--- START ---
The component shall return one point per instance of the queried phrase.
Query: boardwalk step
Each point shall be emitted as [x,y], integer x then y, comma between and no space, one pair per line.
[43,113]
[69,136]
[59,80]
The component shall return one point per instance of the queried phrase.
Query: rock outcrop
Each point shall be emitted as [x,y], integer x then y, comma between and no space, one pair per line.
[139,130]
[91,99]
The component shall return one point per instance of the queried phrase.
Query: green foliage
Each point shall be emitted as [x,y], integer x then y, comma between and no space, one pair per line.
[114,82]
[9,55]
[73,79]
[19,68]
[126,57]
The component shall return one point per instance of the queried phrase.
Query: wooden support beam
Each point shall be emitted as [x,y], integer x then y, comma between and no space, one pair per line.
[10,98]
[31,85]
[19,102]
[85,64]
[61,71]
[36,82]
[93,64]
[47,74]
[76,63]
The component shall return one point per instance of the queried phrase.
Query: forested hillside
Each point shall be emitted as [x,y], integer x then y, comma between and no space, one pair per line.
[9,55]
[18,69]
--- END ---
--- START ---
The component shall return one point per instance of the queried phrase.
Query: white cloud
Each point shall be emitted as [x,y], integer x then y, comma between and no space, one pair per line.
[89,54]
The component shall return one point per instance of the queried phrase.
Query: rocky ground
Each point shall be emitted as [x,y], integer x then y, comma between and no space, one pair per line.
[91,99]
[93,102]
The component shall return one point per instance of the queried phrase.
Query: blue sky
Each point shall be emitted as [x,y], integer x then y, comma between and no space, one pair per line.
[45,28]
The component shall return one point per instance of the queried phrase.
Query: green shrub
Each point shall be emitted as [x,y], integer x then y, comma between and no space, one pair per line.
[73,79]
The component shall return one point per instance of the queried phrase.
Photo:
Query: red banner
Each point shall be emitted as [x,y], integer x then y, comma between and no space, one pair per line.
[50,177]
--- END ---
■ **Exercise goal**: If a line in the data above holds the word "Query", count it; give only the total.

■ **Answer**: 10